▼

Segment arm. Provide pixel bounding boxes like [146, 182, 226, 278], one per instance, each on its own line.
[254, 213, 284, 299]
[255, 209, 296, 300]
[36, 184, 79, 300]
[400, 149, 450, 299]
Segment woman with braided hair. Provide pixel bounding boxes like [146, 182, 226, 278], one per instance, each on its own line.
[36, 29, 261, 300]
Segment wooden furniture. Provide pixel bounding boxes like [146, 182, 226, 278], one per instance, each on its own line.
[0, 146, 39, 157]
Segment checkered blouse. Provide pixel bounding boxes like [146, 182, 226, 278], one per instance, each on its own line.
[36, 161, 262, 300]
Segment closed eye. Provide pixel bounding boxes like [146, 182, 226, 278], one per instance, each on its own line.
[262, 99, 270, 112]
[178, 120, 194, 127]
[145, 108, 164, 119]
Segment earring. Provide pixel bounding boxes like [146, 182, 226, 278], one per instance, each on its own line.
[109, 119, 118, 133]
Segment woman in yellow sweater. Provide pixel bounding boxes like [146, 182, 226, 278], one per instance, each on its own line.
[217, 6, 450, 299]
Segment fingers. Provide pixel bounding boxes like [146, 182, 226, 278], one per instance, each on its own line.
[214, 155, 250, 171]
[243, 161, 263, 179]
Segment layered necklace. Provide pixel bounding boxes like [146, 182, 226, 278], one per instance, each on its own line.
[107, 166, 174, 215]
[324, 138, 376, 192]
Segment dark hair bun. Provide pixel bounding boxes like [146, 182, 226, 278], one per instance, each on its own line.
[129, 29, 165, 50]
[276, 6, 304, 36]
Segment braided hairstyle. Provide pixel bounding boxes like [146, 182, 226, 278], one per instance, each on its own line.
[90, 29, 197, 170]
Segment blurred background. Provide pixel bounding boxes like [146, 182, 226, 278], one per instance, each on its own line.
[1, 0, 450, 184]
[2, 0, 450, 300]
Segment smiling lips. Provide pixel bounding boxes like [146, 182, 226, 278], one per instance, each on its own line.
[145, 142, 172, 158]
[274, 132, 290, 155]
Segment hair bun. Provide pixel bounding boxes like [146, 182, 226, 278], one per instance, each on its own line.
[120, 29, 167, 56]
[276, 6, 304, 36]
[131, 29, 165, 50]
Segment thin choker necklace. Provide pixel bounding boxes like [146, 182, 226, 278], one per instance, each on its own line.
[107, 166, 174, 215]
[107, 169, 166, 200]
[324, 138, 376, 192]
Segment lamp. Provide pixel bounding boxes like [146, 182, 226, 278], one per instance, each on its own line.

▲

What this task involves: Would you please copy the whole listing exactly as given?

Task response:
Segment arm. Provide pixel bounding boxes like [146, 182, 226, 278], one per instance, each on its own line.
[254, 213, 284, 299]
[255, 209, 296, 300]
[36, 184, 79, 300]
[400, 149, 450, 299]
Segment woman with braided hair. Provide pixel bounding boxes like [146, 182, 226, 278], one per instance, each on its own line.
[36, 29, 261, 300]
Segment wooden furniture. Provide pixel bounding boxes like [146, 182, 226, 278], one per instance, each on its own line.
[0, 146, 39, 157]
Segment checkered blouse. Provide pixel bounding boxes like [146, 182, 226, 278], one per instance, each on its own line.
[36, 161, 262, 300]
Segment closed eye. Provide pixel bounding boxes like [146, 182, 226, 278], one per instance, each on its own line.
[262, 99, 270, 112]
[178, 120, 194, 127]
[145, 108, 164, 119]
Segment earring. Provide pixel bounding boxes like [146, 182, 226, 278], one per instance, each on its own line.
[109, 119, 118, 133]
Segment woman in yellow sweater. Provide pixel bounding boxes like [146, 182, 226, 278], one per instance, each on its own line.
[217, 6, 450, 299]
Segment fingers. Provide pixel bounding boxes like [146, 182, 226, 278], one per instance, each on its own line.
[214, 155, 250, 171]
[243, 161, 263, 179]
Segment layered necklace. Provide pixel bounding boxes like [146, 182, 226, 278], one per instance, each on its own line.
[107, 166, 174, 215]
[324, 138, 376, 192]
Segment dark hair bun. Provide pixel bounding boxes like [146, 182, 226, 278], one per instance, each on its own line.
[129, 29, 165, 50]
[276, 6, 304, 36]
Segment braided hairstyle. Provide pixel bounding boxes like [146, 182, 226, 278], one per instance, each on its own line.
[90, 29, 197, 170]
Segment blurred background. Provide pixel bounding boxes like [146, 182, 226, 278], one per instance, each on its own line.
[1, 0, 450, 184]
[2, 0, 450, 300]
Segment smiling lips. Provide pixel bounding boxes like [146, 182, 226, 278], one per instance, each on its own line.
[145, 142, 172, 158]
[274, 132, 290, 155]
Segment hair bun. Provide pixel bounding boxes like [146, 182, 226, 278], one per instance, each on its own line.
[120, 29, 167, 56]
[276, 6, 304, 36]
[131, 29, 165, 50]
Segment thin choker necklace. Provide pixel bounding boxes like [146, 182, 226, 278], one per instance, each on its own line.
[107, 166, 174, 215]
[107, 169, 166, 200]
[324, 138, 376, 192]
Segment lamp. Provide pixel bounding boxes like [146, 182, 226, 278], one per instance, each on its own line.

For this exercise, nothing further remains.